- _Text segment_
China’s campaign against separatism and terrorism in its mainly Muslim west has now become an all-out war on conservative Islam, residents here say.
Throughout Ramadan,police intensified a campaign of house-to-house searches, looking for books or clothing that betray “conservative” religious belief among the region’s ethnic Uighurs: women wearing veils were widely detained, and many young men arrested on the slightest pretext, residents say. Students and civil servants were forced to eat instead of fasting, and work or attend classes instead of attending Friday prayers.
The religious repression has bred resentment, and, at times, deadly protests. Reports have emerged of police firing on angry crowds in recent weeks in the towns of Elishku, and Alaqagha; since then, Chinese authorities have imposed a complete blackout on reporting from both locations, even more intense than that already in place across most of Xinjiang.
Chinese police have cracked down on the wearing of beards and veils, in observance of Ramadan, in Muslim-majority Xinjiang province.
A Washington Post team was turned away at the one of several checkpoints around Elishku, as army trucks rumbled past, and was subsequently detained for several hours by informers, police and Communist Party officials for reporting from villages in the surrounding district of Shache county; the following day, the teamwas again detained in Alaqagha in Kuqa county, and ultimately deported from the region from the nearest airport.
Across Shache county, the Internet has been cut, and text messaging services disabled, while foreigners have been barred. But in snatched conversations, in person and on the telephone, with the few people in the region brave enough to talk, a picture of constant harassment across Xinjiang emerges.
“The police are everywhere,” said one Uighur resident. Another said it was like “living in prison.” Another said his identity card had been checked so many times, “the magnetic strip is not working any more.”
On July 18, hundreds of people gathered outside a government building in the town of Alaqagha, angry about the arrest of two dozen girls and women who had refused to remove their headscarves, according to a report on Washington-based Radio Free Asia (RFA).

- _What you are asked to do_
In the report on Xinjiang, why did hundreds of people gather outside a government building in Alaqagha on July 18?

Saved data entries:
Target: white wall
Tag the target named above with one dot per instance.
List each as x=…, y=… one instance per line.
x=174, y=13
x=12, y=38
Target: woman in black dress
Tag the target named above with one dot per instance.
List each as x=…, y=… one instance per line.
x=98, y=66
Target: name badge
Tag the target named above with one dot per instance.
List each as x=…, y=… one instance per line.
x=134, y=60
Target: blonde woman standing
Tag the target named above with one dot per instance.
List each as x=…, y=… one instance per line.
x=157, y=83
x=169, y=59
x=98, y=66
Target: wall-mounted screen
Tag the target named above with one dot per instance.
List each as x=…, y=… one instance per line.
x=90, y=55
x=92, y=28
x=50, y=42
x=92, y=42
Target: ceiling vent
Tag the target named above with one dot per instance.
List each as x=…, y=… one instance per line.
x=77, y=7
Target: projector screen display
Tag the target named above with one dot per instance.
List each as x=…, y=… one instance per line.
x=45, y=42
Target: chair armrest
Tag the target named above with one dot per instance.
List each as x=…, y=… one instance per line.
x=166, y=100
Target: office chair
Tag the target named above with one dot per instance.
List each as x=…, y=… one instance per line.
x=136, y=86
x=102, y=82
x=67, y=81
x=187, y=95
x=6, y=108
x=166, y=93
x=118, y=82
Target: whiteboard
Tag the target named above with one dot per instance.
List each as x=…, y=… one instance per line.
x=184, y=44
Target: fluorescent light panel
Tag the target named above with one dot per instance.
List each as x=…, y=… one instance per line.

- _Written response_
They were angry that two dozen girls and women had been arrested for refusing to remove their headscarves, according to a Radio Free Asia report.